§ Material provided:
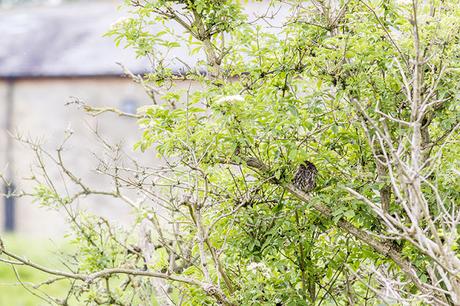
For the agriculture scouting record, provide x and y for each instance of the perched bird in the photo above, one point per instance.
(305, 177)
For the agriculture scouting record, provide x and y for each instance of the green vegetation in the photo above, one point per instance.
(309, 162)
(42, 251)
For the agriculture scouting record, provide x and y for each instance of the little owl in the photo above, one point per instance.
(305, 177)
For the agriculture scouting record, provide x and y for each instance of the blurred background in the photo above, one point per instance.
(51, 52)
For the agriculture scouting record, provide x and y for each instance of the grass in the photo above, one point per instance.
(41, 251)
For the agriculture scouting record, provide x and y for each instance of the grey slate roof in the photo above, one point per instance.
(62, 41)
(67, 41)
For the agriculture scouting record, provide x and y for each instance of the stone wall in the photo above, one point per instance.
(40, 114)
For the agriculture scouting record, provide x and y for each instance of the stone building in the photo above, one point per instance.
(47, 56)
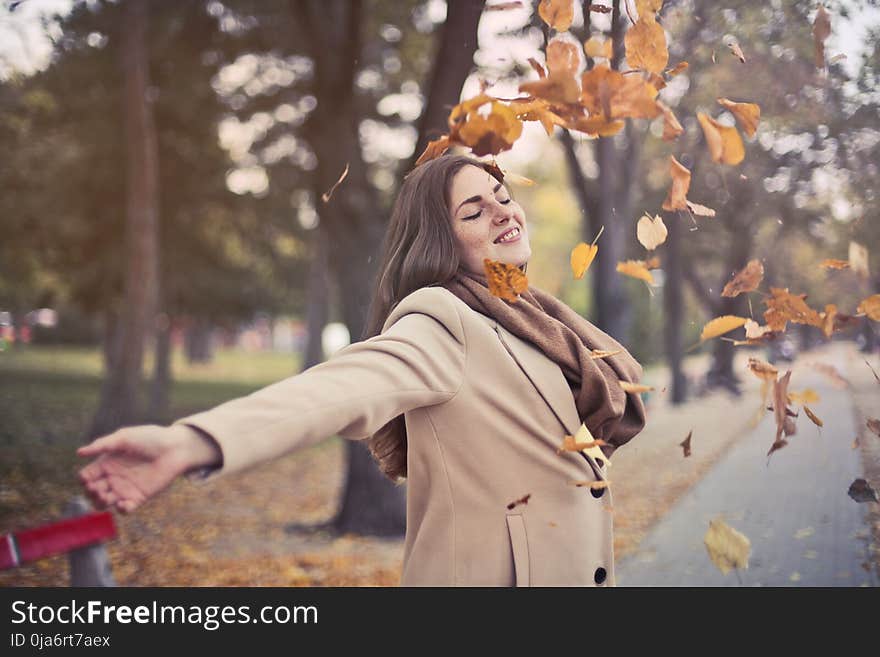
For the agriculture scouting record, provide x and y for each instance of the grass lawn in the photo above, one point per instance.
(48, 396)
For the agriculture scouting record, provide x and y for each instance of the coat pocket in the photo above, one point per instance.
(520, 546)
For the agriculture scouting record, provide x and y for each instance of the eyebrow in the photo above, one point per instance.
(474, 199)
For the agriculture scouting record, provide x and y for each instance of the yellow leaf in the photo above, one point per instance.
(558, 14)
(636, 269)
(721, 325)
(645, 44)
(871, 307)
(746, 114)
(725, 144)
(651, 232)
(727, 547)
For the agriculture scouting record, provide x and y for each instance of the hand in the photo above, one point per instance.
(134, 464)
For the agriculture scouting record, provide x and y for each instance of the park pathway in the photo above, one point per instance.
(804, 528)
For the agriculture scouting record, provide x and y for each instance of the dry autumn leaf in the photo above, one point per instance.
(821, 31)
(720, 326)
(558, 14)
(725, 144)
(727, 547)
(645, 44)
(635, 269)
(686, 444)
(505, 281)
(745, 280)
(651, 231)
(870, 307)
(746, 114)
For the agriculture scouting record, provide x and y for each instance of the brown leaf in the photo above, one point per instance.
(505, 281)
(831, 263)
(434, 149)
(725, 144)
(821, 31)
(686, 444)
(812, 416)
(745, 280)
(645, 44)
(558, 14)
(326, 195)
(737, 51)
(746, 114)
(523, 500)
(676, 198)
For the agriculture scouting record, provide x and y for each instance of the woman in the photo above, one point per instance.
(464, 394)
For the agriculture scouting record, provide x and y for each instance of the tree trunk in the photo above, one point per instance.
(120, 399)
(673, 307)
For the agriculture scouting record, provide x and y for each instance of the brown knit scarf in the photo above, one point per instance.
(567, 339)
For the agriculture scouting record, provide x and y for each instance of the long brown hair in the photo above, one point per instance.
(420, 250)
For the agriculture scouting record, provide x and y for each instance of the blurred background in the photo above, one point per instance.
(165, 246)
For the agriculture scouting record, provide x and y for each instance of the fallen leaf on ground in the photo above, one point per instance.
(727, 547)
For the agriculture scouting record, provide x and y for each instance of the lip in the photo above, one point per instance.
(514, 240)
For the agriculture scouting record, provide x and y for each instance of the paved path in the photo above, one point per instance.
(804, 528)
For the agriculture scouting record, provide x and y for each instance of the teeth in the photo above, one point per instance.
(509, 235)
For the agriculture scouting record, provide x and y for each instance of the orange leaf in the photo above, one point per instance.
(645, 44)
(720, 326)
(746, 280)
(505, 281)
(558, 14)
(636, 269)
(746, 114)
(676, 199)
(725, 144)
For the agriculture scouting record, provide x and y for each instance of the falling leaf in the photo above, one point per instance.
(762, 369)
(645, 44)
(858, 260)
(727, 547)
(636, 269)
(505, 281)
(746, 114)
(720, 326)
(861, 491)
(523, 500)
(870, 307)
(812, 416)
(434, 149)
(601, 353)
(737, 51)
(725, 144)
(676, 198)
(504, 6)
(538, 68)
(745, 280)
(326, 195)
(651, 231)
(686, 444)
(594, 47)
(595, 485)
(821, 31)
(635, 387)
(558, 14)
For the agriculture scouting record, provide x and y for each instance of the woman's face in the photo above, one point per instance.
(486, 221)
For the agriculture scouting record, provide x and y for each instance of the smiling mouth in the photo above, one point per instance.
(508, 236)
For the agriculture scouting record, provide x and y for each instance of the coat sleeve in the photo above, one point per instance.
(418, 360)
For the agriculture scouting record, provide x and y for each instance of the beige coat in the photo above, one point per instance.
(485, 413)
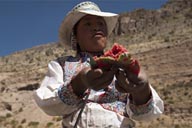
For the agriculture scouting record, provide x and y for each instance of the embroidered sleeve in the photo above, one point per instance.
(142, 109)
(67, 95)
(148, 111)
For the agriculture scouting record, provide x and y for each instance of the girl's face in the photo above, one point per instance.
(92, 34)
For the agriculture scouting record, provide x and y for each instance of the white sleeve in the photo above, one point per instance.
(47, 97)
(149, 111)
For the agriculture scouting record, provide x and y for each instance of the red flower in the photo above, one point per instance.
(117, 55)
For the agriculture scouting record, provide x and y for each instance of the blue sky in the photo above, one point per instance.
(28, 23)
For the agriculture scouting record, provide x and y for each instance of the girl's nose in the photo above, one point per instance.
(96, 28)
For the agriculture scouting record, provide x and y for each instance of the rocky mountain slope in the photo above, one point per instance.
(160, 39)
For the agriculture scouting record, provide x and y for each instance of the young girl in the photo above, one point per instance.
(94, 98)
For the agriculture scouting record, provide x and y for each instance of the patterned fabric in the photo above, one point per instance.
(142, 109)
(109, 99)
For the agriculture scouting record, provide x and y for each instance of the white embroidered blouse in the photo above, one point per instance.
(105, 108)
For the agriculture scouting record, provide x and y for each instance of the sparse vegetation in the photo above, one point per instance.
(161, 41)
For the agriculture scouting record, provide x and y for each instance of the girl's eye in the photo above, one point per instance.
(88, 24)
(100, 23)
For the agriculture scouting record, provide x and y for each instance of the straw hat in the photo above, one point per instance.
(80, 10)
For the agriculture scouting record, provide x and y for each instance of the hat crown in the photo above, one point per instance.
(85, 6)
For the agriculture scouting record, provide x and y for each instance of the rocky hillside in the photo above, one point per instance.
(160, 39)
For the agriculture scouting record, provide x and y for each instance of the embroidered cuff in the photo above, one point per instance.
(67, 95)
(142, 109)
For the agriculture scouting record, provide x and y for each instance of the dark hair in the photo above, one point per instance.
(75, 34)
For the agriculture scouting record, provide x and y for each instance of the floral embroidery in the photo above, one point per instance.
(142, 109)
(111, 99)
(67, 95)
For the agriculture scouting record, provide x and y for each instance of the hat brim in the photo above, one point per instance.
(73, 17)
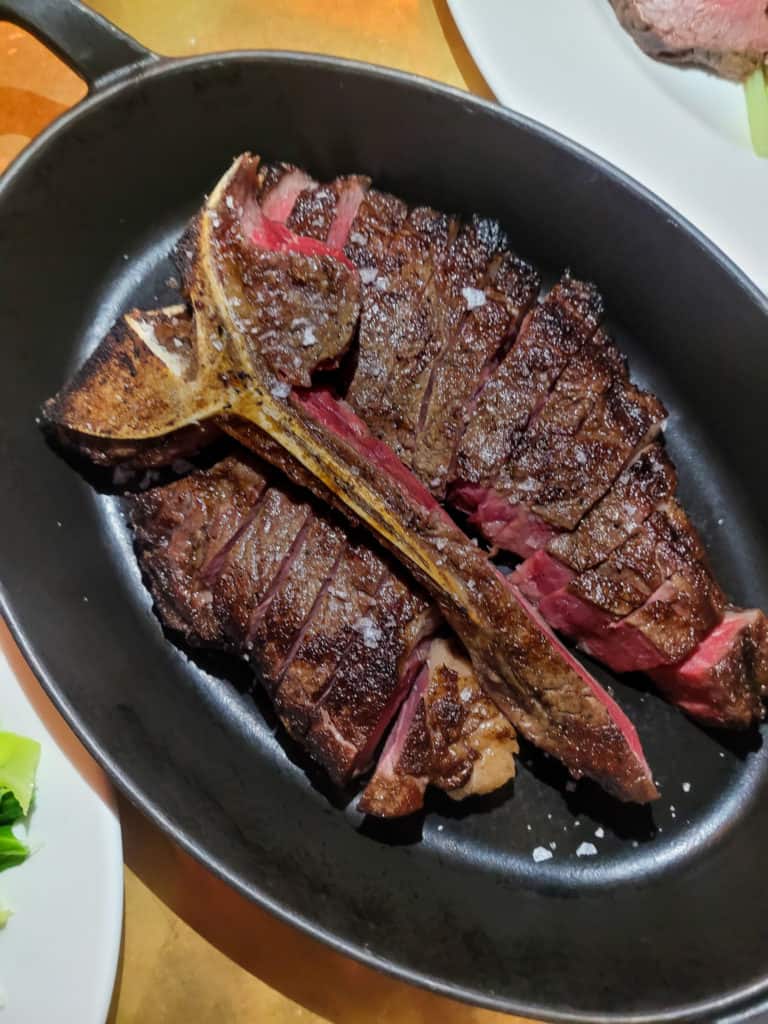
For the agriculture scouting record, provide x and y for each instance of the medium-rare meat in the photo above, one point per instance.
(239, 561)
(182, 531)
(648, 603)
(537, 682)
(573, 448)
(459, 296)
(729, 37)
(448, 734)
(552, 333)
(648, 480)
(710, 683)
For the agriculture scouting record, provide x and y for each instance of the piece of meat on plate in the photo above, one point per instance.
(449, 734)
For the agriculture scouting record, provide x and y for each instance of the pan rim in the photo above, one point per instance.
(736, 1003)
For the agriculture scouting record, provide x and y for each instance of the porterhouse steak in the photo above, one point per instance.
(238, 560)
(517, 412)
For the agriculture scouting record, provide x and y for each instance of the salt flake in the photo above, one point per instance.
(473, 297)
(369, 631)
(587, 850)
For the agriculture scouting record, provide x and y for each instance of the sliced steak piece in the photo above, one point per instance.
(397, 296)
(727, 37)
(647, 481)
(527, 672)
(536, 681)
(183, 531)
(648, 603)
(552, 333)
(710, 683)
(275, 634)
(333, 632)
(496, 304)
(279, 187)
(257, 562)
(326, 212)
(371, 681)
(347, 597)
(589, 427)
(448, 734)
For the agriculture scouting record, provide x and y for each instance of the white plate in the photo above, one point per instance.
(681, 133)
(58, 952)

--

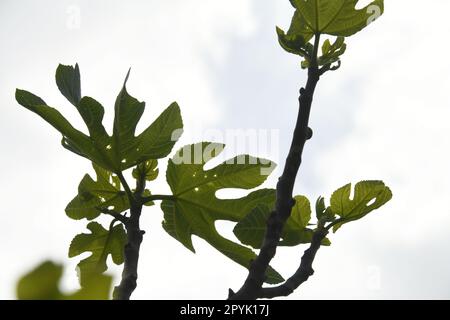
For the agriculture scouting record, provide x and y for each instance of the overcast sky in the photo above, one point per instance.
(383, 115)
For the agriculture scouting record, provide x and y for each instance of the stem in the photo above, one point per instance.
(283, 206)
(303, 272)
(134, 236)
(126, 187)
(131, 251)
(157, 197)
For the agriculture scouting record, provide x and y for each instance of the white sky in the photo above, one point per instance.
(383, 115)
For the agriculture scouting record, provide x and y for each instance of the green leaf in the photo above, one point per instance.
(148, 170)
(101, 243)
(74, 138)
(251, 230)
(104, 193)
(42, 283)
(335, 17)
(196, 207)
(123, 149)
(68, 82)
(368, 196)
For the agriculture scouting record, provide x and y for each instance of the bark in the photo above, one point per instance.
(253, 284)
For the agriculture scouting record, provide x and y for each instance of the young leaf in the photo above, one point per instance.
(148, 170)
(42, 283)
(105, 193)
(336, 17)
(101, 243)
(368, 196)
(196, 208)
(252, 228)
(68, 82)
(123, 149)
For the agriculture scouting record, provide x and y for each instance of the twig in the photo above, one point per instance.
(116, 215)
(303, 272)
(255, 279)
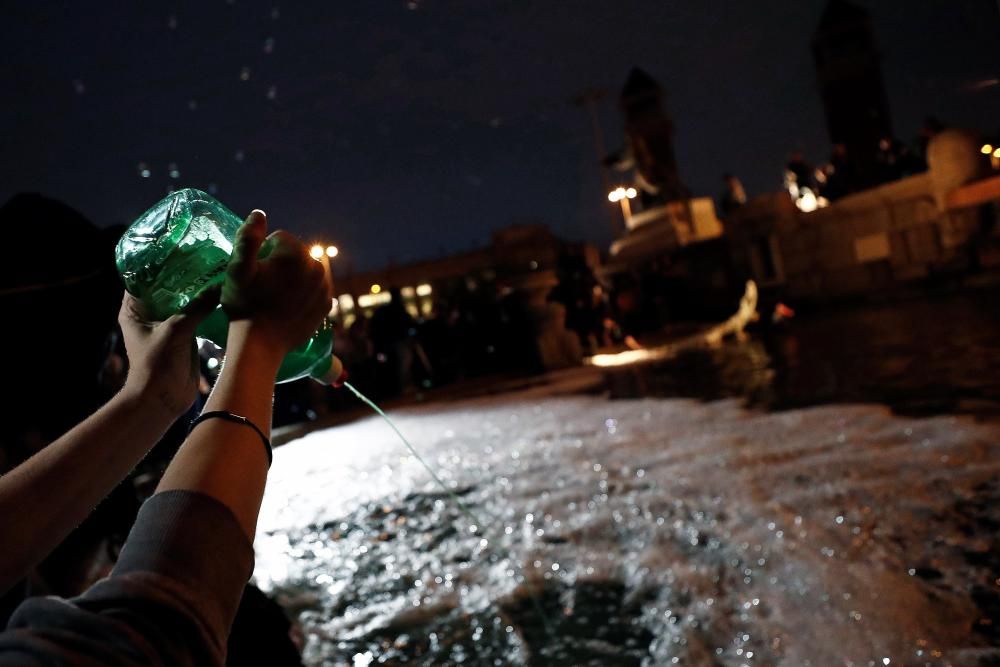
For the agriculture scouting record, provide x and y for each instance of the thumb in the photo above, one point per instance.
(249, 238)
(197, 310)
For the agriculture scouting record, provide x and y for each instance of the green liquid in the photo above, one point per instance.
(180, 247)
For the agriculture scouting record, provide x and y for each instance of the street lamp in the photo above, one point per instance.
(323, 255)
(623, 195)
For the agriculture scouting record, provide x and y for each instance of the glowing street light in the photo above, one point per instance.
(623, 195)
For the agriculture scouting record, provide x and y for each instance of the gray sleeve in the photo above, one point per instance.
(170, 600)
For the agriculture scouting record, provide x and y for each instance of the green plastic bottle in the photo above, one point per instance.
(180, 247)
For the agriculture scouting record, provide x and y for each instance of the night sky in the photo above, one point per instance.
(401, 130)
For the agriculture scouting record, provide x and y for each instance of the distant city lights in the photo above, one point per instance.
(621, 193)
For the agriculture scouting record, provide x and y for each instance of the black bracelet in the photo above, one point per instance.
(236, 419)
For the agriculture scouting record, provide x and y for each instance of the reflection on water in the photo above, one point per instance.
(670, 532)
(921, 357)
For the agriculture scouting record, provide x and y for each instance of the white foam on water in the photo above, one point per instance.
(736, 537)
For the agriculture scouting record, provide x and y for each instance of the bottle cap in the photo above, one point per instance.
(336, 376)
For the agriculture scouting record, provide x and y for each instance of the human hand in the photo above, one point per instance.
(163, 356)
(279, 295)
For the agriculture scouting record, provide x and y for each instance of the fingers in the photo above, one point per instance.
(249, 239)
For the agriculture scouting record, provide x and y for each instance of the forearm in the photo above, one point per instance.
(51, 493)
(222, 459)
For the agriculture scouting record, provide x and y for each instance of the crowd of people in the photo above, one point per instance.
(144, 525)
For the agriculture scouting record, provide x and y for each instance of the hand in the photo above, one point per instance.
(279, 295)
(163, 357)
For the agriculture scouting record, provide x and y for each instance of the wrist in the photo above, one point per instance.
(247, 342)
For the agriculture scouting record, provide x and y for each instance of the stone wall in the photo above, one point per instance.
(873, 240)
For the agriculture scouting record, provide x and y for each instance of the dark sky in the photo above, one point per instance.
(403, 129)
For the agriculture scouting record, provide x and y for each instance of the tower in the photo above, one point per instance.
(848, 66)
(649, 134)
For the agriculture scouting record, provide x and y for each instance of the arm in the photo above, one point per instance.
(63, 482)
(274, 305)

---

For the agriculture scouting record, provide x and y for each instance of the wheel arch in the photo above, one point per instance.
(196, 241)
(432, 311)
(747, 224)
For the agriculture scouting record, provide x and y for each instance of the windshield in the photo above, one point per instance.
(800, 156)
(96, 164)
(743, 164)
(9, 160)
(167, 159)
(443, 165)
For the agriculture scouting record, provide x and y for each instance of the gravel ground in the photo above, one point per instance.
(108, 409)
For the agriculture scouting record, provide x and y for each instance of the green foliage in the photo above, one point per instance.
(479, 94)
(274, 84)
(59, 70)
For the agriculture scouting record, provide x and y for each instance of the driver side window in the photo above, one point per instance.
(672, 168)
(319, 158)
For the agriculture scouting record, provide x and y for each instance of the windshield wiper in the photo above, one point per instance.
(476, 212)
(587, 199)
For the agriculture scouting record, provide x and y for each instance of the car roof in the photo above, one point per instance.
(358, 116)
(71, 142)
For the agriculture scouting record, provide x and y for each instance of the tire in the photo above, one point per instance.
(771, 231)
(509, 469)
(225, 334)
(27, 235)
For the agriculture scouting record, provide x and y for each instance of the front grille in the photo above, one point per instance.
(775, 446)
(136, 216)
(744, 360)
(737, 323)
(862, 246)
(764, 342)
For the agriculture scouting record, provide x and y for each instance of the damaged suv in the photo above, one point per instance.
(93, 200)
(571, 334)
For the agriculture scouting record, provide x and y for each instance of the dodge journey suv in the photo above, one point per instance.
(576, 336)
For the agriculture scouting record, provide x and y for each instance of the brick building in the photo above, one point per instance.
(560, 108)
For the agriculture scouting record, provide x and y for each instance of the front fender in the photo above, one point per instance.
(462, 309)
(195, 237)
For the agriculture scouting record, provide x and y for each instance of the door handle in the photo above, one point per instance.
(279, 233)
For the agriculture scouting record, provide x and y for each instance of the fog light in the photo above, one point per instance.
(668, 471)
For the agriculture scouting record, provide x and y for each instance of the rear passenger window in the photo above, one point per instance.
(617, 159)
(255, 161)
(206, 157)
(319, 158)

§ Given exercise: State how many lines of the data above contain the string "bottle". Reply with the number alone.

§ Complete answer: 2